(PROVIDED MATERIAL Opens)
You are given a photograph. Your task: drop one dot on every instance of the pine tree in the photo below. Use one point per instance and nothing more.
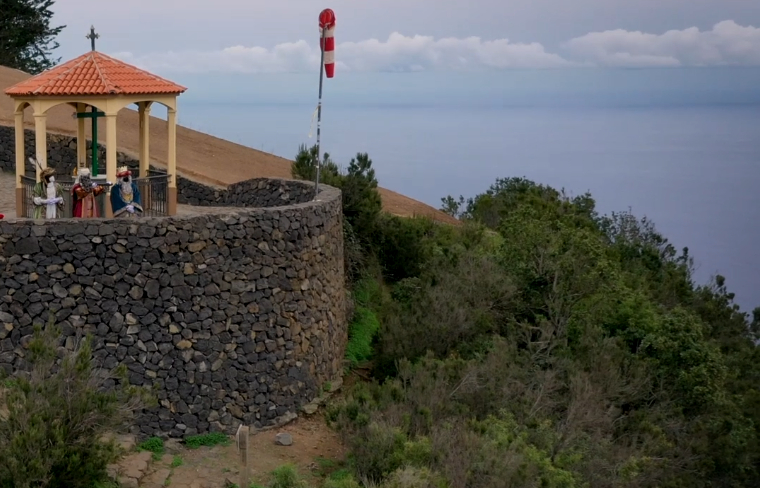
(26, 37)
(PROVIDED MATERIAL Closes)
(PROVIDED MATERIAL Opens)
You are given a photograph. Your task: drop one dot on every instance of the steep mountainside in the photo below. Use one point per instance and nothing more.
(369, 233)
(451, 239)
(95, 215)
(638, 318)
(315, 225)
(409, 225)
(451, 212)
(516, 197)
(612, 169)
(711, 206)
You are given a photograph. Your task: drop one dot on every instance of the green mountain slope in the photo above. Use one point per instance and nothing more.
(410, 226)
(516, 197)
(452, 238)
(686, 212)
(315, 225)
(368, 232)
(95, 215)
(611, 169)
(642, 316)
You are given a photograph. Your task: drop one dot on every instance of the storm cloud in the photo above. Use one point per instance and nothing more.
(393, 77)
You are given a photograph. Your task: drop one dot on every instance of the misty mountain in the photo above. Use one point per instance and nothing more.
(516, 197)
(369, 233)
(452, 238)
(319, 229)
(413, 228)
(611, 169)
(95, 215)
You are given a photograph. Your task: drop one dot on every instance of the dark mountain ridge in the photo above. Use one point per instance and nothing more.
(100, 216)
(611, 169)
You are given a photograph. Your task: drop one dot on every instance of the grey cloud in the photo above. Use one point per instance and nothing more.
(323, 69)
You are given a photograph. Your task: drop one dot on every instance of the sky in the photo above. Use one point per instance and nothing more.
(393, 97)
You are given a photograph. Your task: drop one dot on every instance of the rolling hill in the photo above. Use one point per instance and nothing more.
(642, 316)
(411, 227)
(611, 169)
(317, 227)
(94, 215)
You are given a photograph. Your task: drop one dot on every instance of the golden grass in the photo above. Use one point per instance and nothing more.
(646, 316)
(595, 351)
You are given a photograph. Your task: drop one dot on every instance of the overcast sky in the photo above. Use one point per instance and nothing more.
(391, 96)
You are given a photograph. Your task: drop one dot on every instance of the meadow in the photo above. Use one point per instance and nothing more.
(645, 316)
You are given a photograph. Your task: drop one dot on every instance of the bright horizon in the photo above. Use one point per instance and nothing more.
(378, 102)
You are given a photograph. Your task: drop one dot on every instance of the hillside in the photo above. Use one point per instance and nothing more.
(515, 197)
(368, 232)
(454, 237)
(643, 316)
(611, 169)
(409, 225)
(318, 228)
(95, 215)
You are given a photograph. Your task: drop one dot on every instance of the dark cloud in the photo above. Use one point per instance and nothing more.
(PROVIDED MATERIAL Closes)
### ASSIGNMENT
In the listing above, find the line containing "of the hillside" and the line containing "the dark cloud", then quote both, plus every line between them, exactly as written.

### ANSWER SECTION
You are given a photograph. Your task: drop one dot on every instance of the hillside in the photo above. Use one point per instance and nothing more.
(515, 197)
(368, 232)
(454, 237)
(643, 316)
(611, 169)
(409, 225)
(318, 228)
(95, 215)
You are given a photograph. Your task: drop one dot on every instance of the dark cloud in the photo above. Use one point per instance and nothing more.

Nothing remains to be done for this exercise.